The data:
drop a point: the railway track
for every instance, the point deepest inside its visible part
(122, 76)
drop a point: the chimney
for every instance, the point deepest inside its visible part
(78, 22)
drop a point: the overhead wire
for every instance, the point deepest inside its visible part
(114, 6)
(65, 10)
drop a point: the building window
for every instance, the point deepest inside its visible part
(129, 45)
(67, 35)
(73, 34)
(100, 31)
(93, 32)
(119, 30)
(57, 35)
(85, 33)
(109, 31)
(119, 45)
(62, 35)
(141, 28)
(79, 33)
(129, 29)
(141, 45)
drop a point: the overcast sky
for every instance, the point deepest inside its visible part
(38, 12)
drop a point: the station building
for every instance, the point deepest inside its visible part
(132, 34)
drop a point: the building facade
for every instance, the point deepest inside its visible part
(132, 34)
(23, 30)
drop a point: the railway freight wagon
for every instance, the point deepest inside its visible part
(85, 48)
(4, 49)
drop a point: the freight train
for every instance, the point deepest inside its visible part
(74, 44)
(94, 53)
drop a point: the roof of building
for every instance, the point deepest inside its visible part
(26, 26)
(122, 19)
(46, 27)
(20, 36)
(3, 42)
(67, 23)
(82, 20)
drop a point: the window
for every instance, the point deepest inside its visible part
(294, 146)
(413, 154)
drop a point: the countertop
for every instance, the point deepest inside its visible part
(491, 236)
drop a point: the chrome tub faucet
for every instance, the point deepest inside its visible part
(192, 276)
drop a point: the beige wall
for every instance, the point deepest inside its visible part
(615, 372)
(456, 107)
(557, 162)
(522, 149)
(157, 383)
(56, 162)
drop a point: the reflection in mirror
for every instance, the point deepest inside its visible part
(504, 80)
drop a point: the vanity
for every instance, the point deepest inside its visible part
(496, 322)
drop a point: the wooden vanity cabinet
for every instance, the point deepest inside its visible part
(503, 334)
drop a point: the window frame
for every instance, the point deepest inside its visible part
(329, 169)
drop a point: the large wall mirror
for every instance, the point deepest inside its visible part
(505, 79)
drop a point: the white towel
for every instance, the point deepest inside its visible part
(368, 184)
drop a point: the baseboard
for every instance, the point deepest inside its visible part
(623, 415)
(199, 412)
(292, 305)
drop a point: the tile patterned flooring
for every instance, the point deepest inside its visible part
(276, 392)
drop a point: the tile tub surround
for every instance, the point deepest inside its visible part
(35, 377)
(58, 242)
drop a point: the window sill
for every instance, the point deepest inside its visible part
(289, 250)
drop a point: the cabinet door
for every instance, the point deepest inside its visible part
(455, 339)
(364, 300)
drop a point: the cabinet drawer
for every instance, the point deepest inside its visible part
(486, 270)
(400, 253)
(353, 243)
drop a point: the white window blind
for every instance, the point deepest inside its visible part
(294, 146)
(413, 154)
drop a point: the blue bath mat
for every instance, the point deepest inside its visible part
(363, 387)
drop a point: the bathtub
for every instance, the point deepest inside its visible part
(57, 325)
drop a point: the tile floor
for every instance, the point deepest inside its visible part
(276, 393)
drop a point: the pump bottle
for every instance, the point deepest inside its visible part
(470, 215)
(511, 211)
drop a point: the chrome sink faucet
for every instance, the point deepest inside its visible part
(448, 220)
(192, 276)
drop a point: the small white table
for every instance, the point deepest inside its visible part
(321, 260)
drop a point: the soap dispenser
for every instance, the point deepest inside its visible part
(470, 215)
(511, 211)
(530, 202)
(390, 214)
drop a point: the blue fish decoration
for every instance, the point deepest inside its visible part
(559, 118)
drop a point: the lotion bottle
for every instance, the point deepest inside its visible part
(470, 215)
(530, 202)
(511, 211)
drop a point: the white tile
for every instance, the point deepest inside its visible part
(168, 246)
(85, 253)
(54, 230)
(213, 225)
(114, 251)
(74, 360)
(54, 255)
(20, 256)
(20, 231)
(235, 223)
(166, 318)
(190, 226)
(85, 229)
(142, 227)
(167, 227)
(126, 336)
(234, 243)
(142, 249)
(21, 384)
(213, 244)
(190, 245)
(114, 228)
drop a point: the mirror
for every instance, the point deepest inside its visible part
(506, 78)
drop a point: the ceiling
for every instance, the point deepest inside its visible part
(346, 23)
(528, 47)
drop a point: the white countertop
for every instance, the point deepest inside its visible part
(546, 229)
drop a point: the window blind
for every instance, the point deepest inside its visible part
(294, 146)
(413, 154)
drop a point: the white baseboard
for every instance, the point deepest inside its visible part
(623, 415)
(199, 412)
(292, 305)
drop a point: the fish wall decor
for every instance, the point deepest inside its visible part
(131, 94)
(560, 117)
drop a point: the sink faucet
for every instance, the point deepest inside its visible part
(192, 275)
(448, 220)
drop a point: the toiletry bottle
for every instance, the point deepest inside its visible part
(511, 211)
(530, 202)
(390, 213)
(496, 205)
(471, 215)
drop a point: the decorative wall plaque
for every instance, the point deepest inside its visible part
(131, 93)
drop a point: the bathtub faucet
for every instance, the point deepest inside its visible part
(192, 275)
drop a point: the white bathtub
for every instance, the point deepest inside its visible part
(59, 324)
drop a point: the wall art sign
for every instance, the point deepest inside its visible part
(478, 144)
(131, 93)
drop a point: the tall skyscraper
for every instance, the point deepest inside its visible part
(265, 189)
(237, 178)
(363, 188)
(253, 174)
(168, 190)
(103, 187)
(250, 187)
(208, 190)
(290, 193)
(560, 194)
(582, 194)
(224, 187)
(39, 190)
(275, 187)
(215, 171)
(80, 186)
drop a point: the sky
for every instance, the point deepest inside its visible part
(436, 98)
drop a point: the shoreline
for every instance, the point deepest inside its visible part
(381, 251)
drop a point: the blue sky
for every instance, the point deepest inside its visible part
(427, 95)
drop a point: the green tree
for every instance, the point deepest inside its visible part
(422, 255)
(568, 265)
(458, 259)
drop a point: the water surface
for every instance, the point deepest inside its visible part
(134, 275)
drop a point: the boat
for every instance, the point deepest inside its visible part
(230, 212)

Directions for this task:
What lines of the material above hold the string "white"? Please copy them.

Written answer:
drop a point: the white towel
drop a point: the white window blind
drop a point: the small white table
drop a point: the white tile
drop a point: the white countertop
drop a point: the white baseboard
drop a point: the white bathtub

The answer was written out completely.